**WHAT IS NEEDED:**
Rewrite the material from its first line up to and including the line with "[(149, 210), (142, 121), (144, 30), (44, 250)]", putting "image" wherever "photo" appears and keeping everything else the same. Leave the pictures out of your answer.

**RECORDS PROVIDED:**
::::::::::

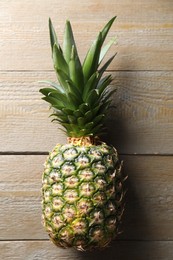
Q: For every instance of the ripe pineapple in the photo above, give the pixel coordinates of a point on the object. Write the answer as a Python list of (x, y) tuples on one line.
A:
[(82, 181)]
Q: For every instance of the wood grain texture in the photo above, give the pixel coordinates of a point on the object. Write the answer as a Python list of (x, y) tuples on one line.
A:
[(149, 210), (142, 121), (144, 30), (44, 250)]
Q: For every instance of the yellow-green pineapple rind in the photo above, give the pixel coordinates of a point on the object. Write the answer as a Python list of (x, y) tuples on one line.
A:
[(82, 196)]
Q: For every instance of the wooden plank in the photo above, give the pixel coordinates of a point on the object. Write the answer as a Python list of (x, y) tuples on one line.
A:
[(149, 201), (141, 123), (144, 30), (43, 250)]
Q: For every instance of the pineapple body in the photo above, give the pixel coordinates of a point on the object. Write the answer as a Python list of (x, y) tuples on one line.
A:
[(82, 195)]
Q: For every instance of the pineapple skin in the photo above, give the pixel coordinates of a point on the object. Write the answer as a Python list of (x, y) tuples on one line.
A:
[(82, 190)]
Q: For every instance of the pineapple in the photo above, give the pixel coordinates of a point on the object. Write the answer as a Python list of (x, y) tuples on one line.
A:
[(82, 181)]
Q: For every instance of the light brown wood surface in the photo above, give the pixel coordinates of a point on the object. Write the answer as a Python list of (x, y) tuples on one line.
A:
[(144, 30), (123, 250), (143, 107), (149, 203), (140, 127)]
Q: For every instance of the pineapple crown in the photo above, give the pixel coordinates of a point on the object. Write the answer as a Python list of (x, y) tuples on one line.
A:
[(82, 98)]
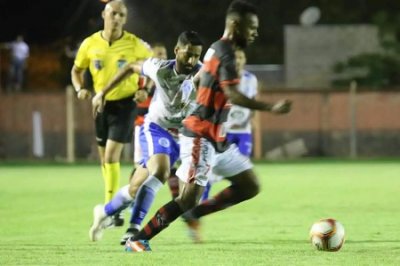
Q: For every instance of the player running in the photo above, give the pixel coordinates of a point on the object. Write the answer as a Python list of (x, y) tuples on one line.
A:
[(170, 104), (204, 147)]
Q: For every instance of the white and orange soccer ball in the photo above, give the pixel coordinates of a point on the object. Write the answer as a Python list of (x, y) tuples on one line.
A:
[(327, 235)]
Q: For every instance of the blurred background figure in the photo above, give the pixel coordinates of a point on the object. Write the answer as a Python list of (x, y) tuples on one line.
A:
[(19, 53)]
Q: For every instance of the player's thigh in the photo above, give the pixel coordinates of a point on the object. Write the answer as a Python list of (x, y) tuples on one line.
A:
[(140, 175), (137, 153), (196, 156), (230, 162), (156, 140), (113, 151), (190, 195), (120, 126)]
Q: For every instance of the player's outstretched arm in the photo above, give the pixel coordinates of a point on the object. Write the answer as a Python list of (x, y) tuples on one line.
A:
[(78, 81), (280, 107)]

::::::::::

**REPLY:**
Q: For every instance of the ripe pineapple in the image above, give the pixel coordinates of a point on the object. Write the answer as a Python list of (x, y) tuples on one line.
A:
[(82, 181)]
Q: For every instance of the wood grain texture in the image above, give the pixel coordinates of a point on the object. Write the answer as a Python list of (x, y) tuples on one line.
A:
[(149, 210), (142, 121), (144, 30), (44, 250)]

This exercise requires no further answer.